>> BEGIN Records for this exercise

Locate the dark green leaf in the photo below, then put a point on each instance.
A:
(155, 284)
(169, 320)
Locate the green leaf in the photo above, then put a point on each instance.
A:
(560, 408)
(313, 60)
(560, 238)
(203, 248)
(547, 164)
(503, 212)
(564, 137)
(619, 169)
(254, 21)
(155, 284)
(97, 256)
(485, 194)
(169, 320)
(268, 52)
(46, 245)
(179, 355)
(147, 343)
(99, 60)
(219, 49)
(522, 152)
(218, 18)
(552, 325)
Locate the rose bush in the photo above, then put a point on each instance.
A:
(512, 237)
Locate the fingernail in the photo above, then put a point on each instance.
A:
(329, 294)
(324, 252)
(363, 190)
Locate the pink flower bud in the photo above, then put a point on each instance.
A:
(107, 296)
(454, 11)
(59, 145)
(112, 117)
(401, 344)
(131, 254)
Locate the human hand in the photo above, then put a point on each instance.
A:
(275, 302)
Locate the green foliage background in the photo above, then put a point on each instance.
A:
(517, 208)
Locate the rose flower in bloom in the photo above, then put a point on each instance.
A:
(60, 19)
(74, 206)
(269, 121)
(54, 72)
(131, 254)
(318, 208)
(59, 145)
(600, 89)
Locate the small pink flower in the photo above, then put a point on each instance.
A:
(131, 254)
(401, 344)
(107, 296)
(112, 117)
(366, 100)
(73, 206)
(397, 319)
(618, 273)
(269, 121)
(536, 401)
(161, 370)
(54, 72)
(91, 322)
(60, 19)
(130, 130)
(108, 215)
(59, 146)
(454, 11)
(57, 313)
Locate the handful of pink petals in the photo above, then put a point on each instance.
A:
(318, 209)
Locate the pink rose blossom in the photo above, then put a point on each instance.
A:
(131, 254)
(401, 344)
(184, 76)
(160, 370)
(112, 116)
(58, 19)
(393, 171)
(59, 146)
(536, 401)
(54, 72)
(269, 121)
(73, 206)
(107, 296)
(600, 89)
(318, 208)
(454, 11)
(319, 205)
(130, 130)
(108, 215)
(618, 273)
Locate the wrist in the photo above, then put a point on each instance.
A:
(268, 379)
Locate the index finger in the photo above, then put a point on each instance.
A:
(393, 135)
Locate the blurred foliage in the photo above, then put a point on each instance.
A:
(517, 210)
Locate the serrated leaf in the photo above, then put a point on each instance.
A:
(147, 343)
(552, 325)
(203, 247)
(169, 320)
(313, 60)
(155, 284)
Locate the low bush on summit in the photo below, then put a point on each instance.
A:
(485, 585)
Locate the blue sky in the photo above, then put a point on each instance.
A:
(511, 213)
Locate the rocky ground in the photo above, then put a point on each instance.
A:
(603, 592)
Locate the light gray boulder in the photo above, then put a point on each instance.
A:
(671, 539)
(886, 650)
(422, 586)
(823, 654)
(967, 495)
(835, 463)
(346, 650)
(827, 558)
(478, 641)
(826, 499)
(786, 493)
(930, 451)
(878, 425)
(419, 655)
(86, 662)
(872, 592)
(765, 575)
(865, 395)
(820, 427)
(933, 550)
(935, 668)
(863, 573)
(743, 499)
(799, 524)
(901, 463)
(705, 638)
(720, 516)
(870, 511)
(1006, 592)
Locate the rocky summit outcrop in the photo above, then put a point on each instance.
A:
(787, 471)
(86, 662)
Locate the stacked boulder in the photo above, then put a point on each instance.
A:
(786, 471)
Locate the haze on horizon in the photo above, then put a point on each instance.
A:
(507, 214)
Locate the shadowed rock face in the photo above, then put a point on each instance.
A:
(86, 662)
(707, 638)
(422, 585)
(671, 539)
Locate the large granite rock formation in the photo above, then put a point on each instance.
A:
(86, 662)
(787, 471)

>> END Records for this exercise

**Work instructions**
Copy the lines of the material above without any changes, beginning at the line containing "Locate the serrated" and continuing through the last line of the material.

**Correct response**
Locate the serrated leaf in the photo above, then put a point on each instance.
A:
(147, 343)
(552, 325)
(203, 247)
(169, 320)
(313, 60)
(155, 284)
Locate the low bush on summit in the photo below, then put a point on each instance.
A:
(485, 585)
Locate the blue sky in the photo above, then put a point on each instance.
A:
(511, 213)
Locate the rocky ground in the photo above, then put a point on each instance.
A:
(603, 592)
Locate the light gray boulder in the photo above, then put a point on each instance.
A:
(671, 539)
(886, 650)
(422, 586)
(823, 654)
(967, 495)
(835, 463)
(346, 650)
(827, 558)
(478, 641)
(826, 499)
(786, 493)
(930, 451)
(878, 425)
(419, 655)
(86, 662)
(872, 592)
(765, 575)
(865, 395)
(820, 427)
(933, 550)
(935, 668)
(863, 573)
(743, 499)
(799, 524)
(901, 463)
(705, 638)
(720, 516)
(870, 511)
(1006, 592)
Locate the rocky summit outcrop in the photo above, then put a point on each instance.
A:
(787, 471)
(86, 662)
Locate the stacked boulder in the photo above, then put a point on each instance.
A:
(786, 471)
Locate the haze on horizon in the photo above, then put a point on each instance.
A:
(507, 214)
Locate the shadowed rock face in the photo above, then put a point on each instance.
A:
(86, 662)
(707, 638)
(422, 585)
(671, 539)
Locate the large granite rock formation in the photo above, then put a point on each instance.
A:
(86, 662)
(787, 471)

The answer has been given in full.